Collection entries
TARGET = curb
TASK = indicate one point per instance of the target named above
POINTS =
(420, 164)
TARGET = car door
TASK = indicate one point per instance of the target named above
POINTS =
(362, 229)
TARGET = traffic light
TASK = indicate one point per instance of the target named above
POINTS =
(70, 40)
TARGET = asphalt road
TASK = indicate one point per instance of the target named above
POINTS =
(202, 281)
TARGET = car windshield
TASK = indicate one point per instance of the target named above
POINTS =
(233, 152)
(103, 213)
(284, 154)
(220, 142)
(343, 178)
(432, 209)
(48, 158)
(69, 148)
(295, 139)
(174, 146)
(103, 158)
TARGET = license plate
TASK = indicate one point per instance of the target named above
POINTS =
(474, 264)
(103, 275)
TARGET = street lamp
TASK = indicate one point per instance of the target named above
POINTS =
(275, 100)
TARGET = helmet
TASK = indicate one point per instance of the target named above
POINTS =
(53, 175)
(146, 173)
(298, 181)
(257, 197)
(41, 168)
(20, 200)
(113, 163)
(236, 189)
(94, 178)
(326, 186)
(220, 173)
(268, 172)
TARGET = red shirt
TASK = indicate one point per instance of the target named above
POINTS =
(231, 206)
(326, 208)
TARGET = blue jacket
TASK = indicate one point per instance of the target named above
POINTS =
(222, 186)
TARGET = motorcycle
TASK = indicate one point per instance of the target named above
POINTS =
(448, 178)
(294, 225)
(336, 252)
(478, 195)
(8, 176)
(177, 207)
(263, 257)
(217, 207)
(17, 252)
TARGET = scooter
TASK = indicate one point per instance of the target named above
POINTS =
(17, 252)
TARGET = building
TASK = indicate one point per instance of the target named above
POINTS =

■ **To do**:
Print every record above exactly as written.

■ **Exercise solution**:
TARGET = curb
TASK = indicate one point per instance of the target named above
POINTS =
(420, 164)
TARGET = car door
TASK = indicate one point per instance of the target named above
POINTS =
(362, 229)
TARGET = traffic light
TASK = indicate one point per instance of the target named above
POINTS =
(70, 40)
TARGET = asphalt road
TASK = indicate one point per instance of the target named above
POINTS =
(202, 281)
TARGET = car windshield
TASK = indicate one point per instance of the target named above
POINTS =
(233, 152)
(103, 213)
(284, 154)
(220, 142)
(343, 178)
(432, 209)
(48, 158)
(69, 148)
(295, 139)
(174, 146)
(103, 158)
TARGET = license plate
TASK = indicate one point per instance of the target named above
POINTS =
(474, 264)
(103, 275)
TARGET = street lamp
TASK = indicate one point per instance of the target named above
POINTS =
(275, 100)
TARGET = helmet
TASK = indicate one point per instance of the target named above
POINTS =
(53, 175)
(146, 173)
(298, 181)
(257, 197)
(41, 168)
(20, 200)
(113, 163)
(236, 189)
(94, 178)
(326, 186)
(220, 173)
(268, 172)
TARGET = red shirt
TASK = indicate one point per instance of the target named above
POINTS =
(231, 206)
(326, 208)
TARGET = blue jacket
TASK = indicate one point per instance of the target named above
POINTS =
(222, 186)
TARGET = motorcycle
TASK = indicate one point per instance of the target named above
POINTS =
(448, 178)
(294, 225)
(336, 252)
(478, 195)
(8, 176)
(177, 207)
(263, 257)
(217, 207)
(17, 252)
TARGET = scooter
TASK = indicate one point per instance of the target named above
POINTS =
(17, 252)
TARGET = building
TASK = indicate one point per instance of the target named above
POINTS =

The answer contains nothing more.